■ PAGE EXTRACT ■
··········

Your startup will not succeed unless you, the founder, build an exceptional team. Great teams are built on top of great culture. Yet any venture-backed startup founder will tell you, myself included, that developing a positive corporate culture is more art than science, requiring constant and creative recalibration as your company grows. What then does this have to do with employment law?
First, building an exceptional team means hiring great people; whether that involves W-9s for consultants, I-9s for employees, lengthy H-1B visa applications, or a new employee handbook, you need to hire the right people in the right way. Second, one bad employment-related legal dispute can have ripple effects throughout an organization, undermining employee morale and executive credibility in one fell swoop, with palpable culture fallout.
Fortunately, when working to promote healthy company culture, founders can look to employment law for some preventive medicine. In fact, transparency through written policies, clearly communicated in advance and followed in practice, can help create the trust and accountability which are foundational to positive company culture. Moreover, in the event employment disputes do arise, well-drafted employment policies actually provide valuable guidance through difficult to navigate situations, while limiting downside risks to the company, as well.
This article, the fourth in Extra Crunch’s exclusive five-part “Startup Law A to Z” series, follows previous articles on customer contracts, intellectual property (IP) and corporate matters. This series is calculated to provide founders the information needed to assess legal risks in the areas common to most startups.
After reading this article, or other “Startup Law A to Z” articles, should you identify legal risks facing your startup, Extra Crunch resources can help. For example, the Verified Experts of Extra Crunch include some of the most experienced and skilled startup lawyers in practice today. So use these resources to identify attorneys focused on serving companies at your stage and then reach out for further guidance in the particular issues at hand.
The Employment Law checklist:
Employee vs. independent contractor classification
- Payroll Taxes and Payroll Providers
- Federal Classification: 21-Part Test
- State Classification: Various tests, e.g., Dynamex in California
- Intentional vs. Unintentional Misclassification and Penalties
Minimum wage and hour laws
- Application to founders
- Federal Fair Labor Standards Act (FLSA)
- State Laws
Meal and rest breaks, vacation pay
- Federal Fair Labor Standards Act (FLSA)
- State Laws
Deferred compensation
- Rule 409A
- Founders
- Employees
Sexual harassment, discrimination, and related claims
- Federal:
- Civil Rights Act of 1964
- Age Discrimination in Employment Act of 1967 (ADEA)
- Americans with Disabilities Act of 1990 (ADA)
- Equal Pay Act of 1963
- Genetic Information Nondiscrimination Act of 2008
- State Laws
- Employee Handbook
- Documentation and Investigation
Work authorization / immigration
- Form I-9 (Employees) and W-9 (Independent Contractors)
- For Temporary Workers:
- Visa Waiver Program
- B-1
- Employee Visas:
- H1-B
- L-1
- O-1
- Students:
- F-1 with OPT STEM Extension
- Other Visas:
- EB-5
- E Visas (E-1, E-2, E3)

··········

■ DATA SUPPLIED ■
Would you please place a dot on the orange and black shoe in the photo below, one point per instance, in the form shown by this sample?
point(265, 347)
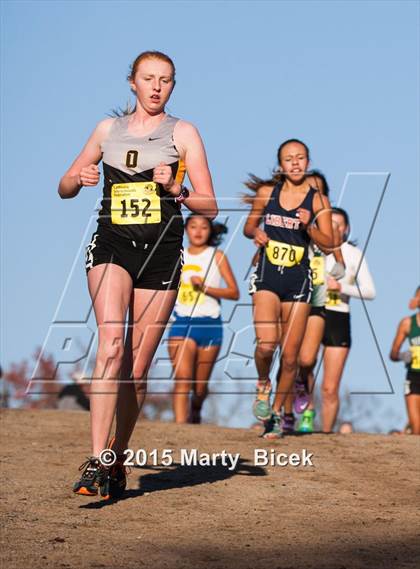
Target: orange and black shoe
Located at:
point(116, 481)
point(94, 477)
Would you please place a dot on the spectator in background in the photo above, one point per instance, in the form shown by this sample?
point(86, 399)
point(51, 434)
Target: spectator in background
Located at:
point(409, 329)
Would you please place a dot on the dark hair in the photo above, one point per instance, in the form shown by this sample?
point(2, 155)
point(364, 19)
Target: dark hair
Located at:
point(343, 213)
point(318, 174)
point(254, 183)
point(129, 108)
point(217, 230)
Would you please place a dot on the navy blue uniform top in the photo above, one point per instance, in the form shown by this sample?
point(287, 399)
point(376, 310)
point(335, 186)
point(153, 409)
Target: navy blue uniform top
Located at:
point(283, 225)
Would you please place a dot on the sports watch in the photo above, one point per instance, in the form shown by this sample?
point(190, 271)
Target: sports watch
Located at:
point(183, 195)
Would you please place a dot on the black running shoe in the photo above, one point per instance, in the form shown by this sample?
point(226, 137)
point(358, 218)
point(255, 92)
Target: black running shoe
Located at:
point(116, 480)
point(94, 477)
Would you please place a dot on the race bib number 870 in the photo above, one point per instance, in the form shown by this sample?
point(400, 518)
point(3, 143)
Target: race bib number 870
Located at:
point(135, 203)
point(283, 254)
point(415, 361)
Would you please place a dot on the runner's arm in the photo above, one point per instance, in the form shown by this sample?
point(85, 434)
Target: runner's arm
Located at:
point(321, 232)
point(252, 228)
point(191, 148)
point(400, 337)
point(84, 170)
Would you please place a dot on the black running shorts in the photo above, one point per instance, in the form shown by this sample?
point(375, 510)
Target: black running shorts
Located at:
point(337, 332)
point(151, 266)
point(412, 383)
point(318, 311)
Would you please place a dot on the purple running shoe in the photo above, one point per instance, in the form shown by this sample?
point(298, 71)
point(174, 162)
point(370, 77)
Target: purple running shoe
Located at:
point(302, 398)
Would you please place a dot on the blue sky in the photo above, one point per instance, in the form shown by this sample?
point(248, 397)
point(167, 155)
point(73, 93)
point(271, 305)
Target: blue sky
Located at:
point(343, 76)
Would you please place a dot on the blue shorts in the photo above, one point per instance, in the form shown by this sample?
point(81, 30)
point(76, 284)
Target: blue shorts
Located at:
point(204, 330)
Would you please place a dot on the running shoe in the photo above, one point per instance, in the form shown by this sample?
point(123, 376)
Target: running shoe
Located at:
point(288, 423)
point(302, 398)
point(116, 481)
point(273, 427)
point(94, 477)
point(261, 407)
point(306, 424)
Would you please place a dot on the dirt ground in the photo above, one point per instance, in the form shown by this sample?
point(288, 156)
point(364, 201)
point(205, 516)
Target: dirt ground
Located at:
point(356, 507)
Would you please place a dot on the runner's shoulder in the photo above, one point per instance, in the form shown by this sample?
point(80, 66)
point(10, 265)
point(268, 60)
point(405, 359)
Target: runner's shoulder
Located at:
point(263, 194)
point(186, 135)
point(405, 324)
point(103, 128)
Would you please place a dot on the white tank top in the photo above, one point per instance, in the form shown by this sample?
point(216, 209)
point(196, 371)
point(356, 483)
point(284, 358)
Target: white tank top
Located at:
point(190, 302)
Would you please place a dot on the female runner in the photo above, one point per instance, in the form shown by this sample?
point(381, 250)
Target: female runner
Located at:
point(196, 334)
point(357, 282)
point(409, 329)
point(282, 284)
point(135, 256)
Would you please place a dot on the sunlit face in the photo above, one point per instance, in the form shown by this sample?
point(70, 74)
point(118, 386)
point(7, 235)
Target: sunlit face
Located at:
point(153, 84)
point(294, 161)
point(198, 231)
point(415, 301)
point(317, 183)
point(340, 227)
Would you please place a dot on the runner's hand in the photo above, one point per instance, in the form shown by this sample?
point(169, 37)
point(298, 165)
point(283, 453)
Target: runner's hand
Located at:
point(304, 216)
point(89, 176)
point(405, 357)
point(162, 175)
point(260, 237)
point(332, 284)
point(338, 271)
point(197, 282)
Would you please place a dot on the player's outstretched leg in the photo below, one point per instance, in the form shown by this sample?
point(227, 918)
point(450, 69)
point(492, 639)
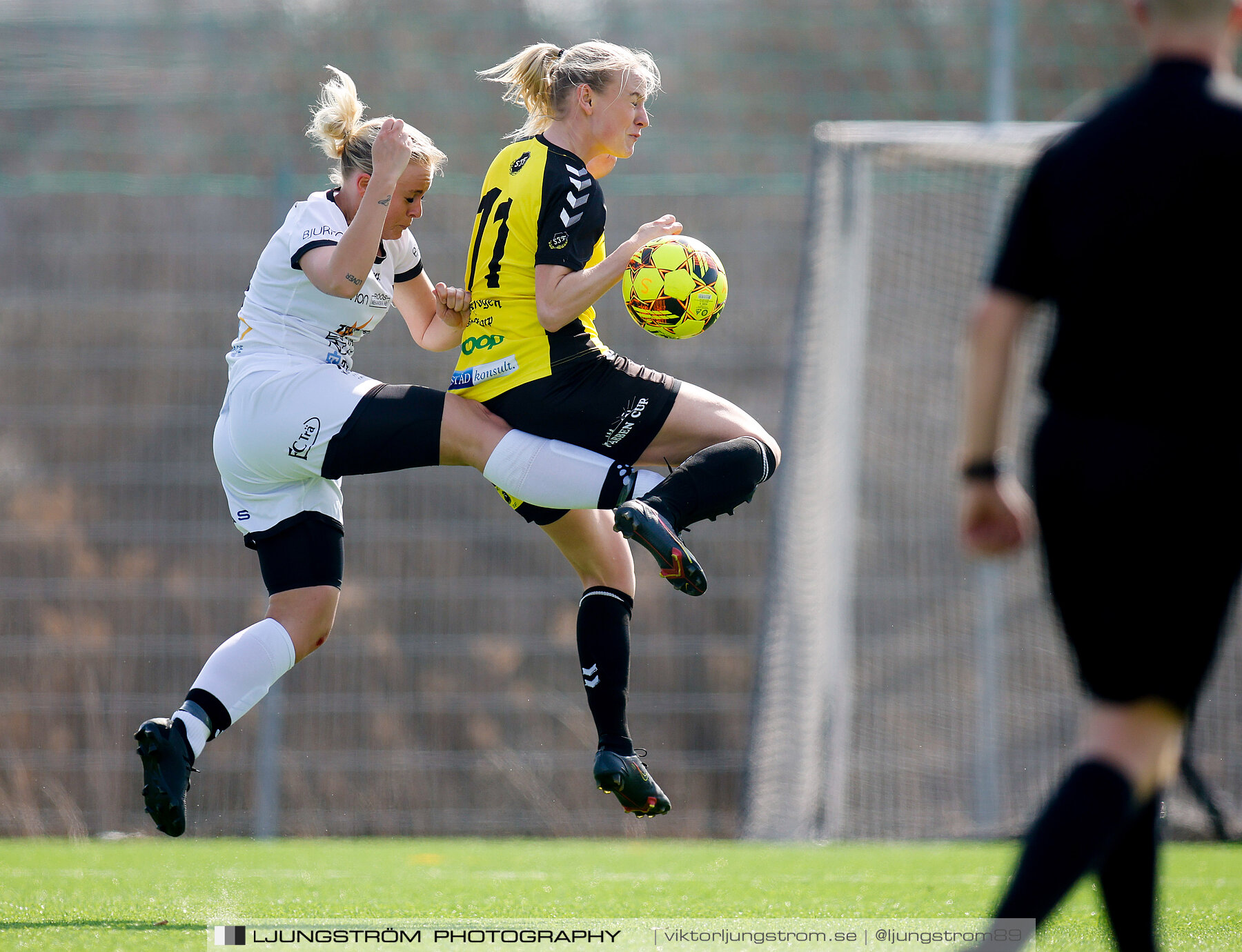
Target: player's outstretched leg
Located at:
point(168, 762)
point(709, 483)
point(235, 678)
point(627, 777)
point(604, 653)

··········

■ WORK TO COMPLETE ■
Please state which installment of the "Startup Law A to Z" series this startup employment law article is. You can set the records aside.

■ ANSWER TO THE PROBLEM ■
It is the fourth article in Extra Crunch's five-part series.